- Opening Delimiter -
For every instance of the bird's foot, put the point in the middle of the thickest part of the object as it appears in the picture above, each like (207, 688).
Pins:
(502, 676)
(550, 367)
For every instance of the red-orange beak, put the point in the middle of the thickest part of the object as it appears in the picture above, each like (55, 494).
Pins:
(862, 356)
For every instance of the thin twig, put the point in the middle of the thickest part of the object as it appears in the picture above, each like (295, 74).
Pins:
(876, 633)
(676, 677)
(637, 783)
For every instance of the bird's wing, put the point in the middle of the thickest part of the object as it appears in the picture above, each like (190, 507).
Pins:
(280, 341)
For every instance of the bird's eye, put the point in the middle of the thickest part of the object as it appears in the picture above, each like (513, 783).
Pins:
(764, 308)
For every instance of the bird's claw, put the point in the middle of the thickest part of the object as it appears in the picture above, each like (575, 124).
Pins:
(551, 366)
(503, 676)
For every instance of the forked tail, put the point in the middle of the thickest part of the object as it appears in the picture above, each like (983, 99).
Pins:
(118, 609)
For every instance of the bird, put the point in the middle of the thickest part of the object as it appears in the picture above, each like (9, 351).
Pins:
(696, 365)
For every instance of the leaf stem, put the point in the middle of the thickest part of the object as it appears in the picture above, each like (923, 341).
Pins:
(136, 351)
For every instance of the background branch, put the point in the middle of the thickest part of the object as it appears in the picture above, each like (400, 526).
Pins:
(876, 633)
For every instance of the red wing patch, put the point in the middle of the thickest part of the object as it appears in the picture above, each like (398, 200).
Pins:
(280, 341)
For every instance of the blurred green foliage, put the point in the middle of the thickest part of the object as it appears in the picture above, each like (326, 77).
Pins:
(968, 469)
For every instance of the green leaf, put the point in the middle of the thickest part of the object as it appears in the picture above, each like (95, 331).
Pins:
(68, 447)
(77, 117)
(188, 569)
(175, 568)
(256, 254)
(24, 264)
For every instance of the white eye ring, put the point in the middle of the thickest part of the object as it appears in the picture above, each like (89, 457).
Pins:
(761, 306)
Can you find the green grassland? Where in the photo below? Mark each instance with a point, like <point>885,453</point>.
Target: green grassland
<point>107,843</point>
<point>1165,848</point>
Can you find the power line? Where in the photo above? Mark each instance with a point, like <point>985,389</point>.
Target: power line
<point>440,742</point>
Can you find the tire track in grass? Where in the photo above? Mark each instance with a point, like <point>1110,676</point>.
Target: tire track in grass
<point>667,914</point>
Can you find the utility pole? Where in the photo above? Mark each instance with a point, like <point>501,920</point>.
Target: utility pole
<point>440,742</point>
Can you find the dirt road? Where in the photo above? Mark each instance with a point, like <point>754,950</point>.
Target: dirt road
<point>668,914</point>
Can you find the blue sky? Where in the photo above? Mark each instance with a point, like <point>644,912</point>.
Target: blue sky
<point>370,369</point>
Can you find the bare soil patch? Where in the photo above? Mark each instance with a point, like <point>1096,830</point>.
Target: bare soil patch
- Closing Delimiter -
## WHAT NEEDS TO BE DONE:
Reproduce the listing above word for word.

## ANSWER SPACE:
For every instance of the bird's foot, put the point in the middle of the thickest part of the object as it appears in the picture above, each like (207, 688).
Pins:
(502, 676)
(550, 367)
For every instance of the red-orange beak, put the point in the middle of the thickest part of the object as it appears in the picture above, each like (55, 494).
Pins:
(862, 356)
For every instance of the thin twig, put the point in the middle of the thickest part of the object as it appears in the picture above, each like (295, 74).
Pins:
(876, 633)
(676, 677)
(637, 783)
For every instance of the bird's wing, put the point in the middle of the thickest part of the object as it appears in the picture above, each like (190, 507).
Pins:
(280, 341)
For every instance of the bird's eye, put the point in the middle of the thickest part of the object as it appears in the picture above, each like (513, 783).
Pins:
(764, 308)
For every instance of the bird's claw, put the point in the middle of the thickest part of the object as it appears in the picture above, each like (575, 124).
Pins:
(551, 366)
(503, 676)
For every instance of the forked tail, put the point in the middle of the thickest part of the object as it appears in the picture above, each like (983, 99).
Pins:
(118, 609)
For every instance of the bird, put the point in the middle of the thickest part of the object as it appears in the picture above, each like (9, 351).
Pins:
(696, 365)
For every instance of the leaf stem, put the point in the middle of the thickest part of the object as it appears in the picture above, each like (923, 341).
Pins:
(136, 351)
For every instance of the background branch, put the point in the middle of the thickest part of the object as it appears in the picture above, each like (400, 526).
Pins:
(876, 633)
For every instance of the red wing patch, put the point in the middle of the thickest part of the object as it appears in the picture above, each like (398, 200).
Pins:
(280, 341)
For every instance of the blurred green foliage, put the point in the middle of the thickest part of the object as it appears in the picture above, each like (326, 77).
Pins:
(968, 469)
For every instance of the green leaf, put the point in the middle of the thickest part of the object as it appears in the picture above, each like (95, 331).
Pins:
(68, 447)
(77, 117)
(188, 569)
(175, 568)
(256, 254)
(24, 264)
For every instance of the white eye ring, put the point in the middle of the thickest part of the object as it appears in the picture above, each like (89, 457).
Pins:
(761, 306)
Can you find the green grassland? Where in the photo below? Mark each instance with a point, like <point>885,453</point>.
Target: green grassland
<point>107,843</point>
<point>1165,848</point>
Can you find the power line? Where in the photo above? Mark each instance with a point, like <point>985,389</point>.
Target: power line
<point>440,742</point>
Can you find the tire track in grass? Where in the photo above? Mark each instance with a point, like <point>1110,676</point>.
Target: tire track in grass
<point>667,914</point>
Can you find the utility pole? Where in the photo above? Mark each instance with a point, like <point>501,920</point>.
Target: utility pole
<point>440,742</point>
Can you find the dirt road? Where in the photo above? Mark each instance with a point, like <point>754,950</point>.
Target: dirt road
<point>668,914</point>
Can you find the blue sky? Where in the photo above? Mark each instance with a point, like <point>644,912</point>.
Target: blue sky
<point>370,369</point>
Can you find the bare soil patch? Where in the photo above? Mark each instance with a point, like <point>1096,830</point>.
Target: bare soil patch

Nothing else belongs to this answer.